◆ **Items from a data source**:
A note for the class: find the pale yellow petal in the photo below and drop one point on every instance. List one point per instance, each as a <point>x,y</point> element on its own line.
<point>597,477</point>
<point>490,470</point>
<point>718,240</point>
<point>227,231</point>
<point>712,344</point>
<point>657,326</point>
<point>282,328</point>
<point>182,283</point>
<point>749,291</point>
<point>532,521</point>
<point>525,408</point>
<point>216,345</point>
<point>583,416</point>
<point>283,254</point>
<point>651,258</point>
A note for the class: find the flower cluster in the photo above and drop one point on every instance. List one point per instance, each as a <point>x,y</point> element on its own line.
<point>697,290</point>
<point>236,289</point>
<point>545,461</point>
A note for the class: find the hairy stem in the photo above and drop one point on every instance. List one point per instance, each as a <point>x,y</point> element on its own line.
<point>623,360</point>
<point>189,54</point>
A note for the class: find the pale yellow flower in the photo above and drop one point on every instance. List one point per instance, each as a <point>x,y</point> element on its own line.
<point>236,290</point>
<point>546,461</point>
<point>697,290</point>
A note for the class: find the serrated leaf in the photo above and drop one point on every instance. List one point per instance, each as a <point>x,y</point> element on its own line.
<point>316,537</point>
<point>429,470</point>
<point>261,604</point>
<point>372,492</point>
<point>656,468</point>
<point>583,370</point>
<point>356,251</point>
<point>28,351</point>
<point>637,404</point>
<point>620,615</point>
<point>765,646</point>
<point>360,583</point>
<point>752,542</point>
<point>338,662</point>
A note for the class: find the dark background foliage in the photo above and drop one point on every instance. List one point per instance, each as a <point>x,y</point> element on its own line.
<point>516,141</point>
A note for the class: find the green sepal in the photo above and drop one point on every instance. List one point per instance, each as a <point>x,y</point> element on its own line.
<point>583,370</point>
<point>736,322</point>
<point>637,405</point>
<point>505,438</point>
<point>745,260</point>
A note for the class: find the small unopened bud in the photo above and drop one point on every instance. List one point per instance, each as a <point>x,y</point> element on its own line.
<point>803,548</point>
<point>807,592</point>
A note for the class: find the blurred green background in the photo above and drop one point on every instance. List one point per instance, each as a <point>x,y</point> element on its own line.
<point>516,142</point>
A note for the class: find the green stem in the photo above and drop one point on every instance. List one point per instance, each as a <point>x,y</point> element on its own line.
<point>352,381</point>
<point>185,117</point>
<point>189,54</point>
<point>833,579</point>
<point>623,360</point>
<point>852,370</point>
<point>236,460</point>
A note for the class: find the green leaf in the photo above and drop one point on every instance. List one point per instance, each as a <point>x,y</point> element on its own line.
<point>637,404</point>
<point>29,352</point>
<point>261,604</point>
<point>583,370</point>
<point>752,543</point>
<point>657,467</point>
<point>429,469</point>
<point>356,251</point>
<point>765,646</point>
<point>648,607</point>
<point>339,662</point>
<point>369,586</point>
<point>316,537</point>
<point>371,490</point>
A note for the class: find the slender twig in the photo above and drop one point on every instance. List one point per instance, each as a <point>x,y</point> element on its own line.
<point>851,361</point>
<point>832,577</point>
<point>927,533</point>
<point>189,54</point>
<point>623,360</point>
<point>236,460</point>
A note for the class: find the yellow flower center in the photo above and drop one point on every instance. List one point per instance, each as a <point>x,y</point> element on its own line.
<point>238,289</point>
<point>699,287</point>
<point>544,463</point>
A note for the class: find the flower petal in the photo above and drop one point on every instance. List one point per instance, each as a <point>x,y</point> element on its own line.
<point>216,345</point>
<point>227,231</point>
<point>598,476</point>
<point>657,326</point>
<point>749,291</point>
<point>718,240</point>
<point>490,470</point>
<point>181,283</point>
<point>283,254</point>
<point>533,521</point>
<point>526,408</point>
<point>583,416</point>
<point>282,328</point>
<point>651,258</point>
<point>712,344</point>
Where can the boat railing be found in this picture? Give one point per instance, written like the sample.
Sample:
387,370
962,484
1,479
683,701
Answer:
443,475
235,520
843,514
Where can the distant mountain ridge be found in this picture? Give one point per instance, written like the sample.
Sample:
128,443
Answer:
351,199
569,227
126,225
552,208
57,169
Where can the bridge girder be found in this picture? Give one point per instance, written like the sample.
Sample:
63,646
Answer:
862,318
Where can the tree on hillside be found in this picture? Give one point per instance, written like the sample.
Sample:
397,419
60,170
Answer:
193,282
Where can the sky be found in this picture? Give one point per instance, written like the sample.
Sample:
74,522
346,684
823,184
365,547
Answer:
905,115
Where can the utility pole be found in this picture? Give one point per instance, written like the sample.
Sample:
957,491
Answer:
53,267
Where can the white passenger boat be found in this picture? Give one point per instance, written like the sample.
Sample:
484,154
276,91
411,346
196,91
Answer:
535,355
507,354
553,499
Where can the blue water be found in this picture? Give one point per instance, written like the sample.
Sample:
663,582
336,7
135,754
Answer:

◆ **Given task**: All of the records must be retyped exactly as they are.

◆ **Solution to this exercise**:
A note for the class: find the pale yellow petal in the photo below and drop one point on every instance. List one point per instance, each as a <point>x,y</point> element on its own line.
<point>597,477</point>
<point>490,470</point>
<point>718,240</point>
<point>227,231</point>
<point>712,344</point>
<point>657,326</point>
<point>282,328</point>
<point>182,283</point>
<point>749,291</point>
<point>532,521</point>
<point>525,408</point>
<point>216,345</point>
<point>583,416</point>
<point>283,254</point>
<point>651,258</point>
A note for the class: find the flower cluster in the photo above and drop one point on every instance. List one point per instance, each as a <point>x,y</point> element on its own line.
<point>697,290</point>
<point>236,289</point>
<point>545,461</point>
A note for the class: find the hairy stem in the photo above and drop one point on every instance. List one point per instance, each as a <point>x,y</point> element on its own line.
<point>623,360</point>
<point>189,54</point>
A note for the class: find the pale yellow flower in the photo above and drop one point on every instance. List one point per instance, each as a <point>x,y</point> element on its own line.
<point>236,290</point>
<point>546,461</point>
<point>697,290</point>
A note for the class: find the serrated leaf in the photo above and drop one point on every instance. List one point per instance, each as a <point>x,y</point> element on its own line.
<point>316,537</point>
<point>429,470</point>
<point>261,604</point>
<point>372,492</point>
<point>656,468</point>
<point>583,370</point>
<point>356,251</point>
<point>28,351</point>
<point>637,404</point>
<point>620,615</point>
<point>765,646</point>
<point>360,583</point>
<point>752,542</point>
<point>338,662</point>
A note for the class: find the dark background foliage in the photo above and drop one point on every instance. List one point per instance, each as a <point>x,y</point> element on its own line.
<point>516,141</point>
A note for the class: find the green sepal in the photo above and drop one point on every instance. List one point per instance, each as a <point>x,y</point> element on its own line.
<point>583,370</point>
<point>736,322</point>
<point>637,405</point>
<point>505,438</point>
<point>745,260</point>
A note for the class: find the small unopened bud in the photo above and drop one point on every instance. List one point per instance, each as a <point>x,y</point> element on its own line.
<point>803,548</point>
<point>807,592</point>
A note for the class: find the blurred green background in the photo above and drop one point on every instance. List one point per instance, each as a <point>x,y</point> element on its own line.
<point>516,142</point>
A note for the class: find the green stem in the photo above and drop one point on every instance. List one point per instance, each as a <point>x,y</point> element on its own line.
<point>352,381</point>
<point>185,117</point>
<point>189,54</point>
<point>833,579</point>
<point>623,360</point>
<point>852,370</point>
<point>236,460</point>
A note for the class: find the green leaf in the photo above and drop one point on every instance. List one point per instance, each as a <point>x,y</point> element on its own line.
<point>637,404</point>
<point>29,352</point>
<point>261,604</point>
<point>583,370</point>
<point>752,543</point>
<point>657,467</point>
<point>429,469</point>
<point>356,251</point>
<point>765,646</point>
<point>648,607</point>
<point>339,662</point>
<point>369,586</point>
<point>316,537</point>
<point>371,490</point>
A note for the class: find the slender twig in the photo above and drop one point on every instance. List one point per instance, each as a <point>x,y</point> element on its own line.
<point>851,361</point>
<point>832,577</point>
<point>927,533</point>
<point>189,54</point>
<point>623,360</point>
<point>236,460</point>
A note for the class: find the yellow flower center in the photo above and drop one point on every instance. List one point per instance, each as a <point>x,y</point> element on its own line.
<point>238,289</point>
<point>699,287</point>
<point>544,463</point>
A note for the class: find the flower petal in the photo above and drop one point on every instance. List one point per instance, each as a <point>x,y</point> element on its own line.
<point>216,345</point>
<point>227,231</point>
<point>598,476</point>
<point>657,326</point>
<point>749,291</point>
<point>718,240</point>
<point>490,470</point>
<point>181,283</point>
<point>283,254</point>
<point>533,521</point>
<point>526,408</point>
<point>583,416</point>
<point>282,328</point>
<point>651,258</point>
<point>712,344</point>
Where can the boat railing be found in this picture? Give one point per instance, written like the sample.
Sample:
387,370
962,484
1,479
683,701
Answer:
443,475
235,520
843,514
Where can the distant mountain ridge be found in this picture? Give one point per instance, written like the sample.
Sample:
128,443
Answer:
351,199
569,227
126,225
552,208
57,169
Where can the bridge girder be found in this picture? Give one point per instance, written like the sample.
Sample:
63,646
Answer:
862,318
Where can the tree on hillside be found in this picture? Give one point per instance, written like the sample.
Sample:
397,419
60,170
Answer:
193,282
Where can the sky be found in this picture? Give one point per instance, written like the sample.
Sample:
74,522
346,684
823,184
365,547
Answer:
905,115
Where can the utility pole be found in this picture? Give one point per instance, written like the sample.
Sample:
957,491
Answer:
53,267
Where can the white passenger boat be found in this picture? Give one point per instance, written like the sample.
Sample:
484,154
276,91
411,346
196,91
Answer:
535,355
507,354
553,499
Where can the blue water be found in this picture? Give one point per instance, written like the sample.
Sample:
663,582
336,7
135,754
Answer:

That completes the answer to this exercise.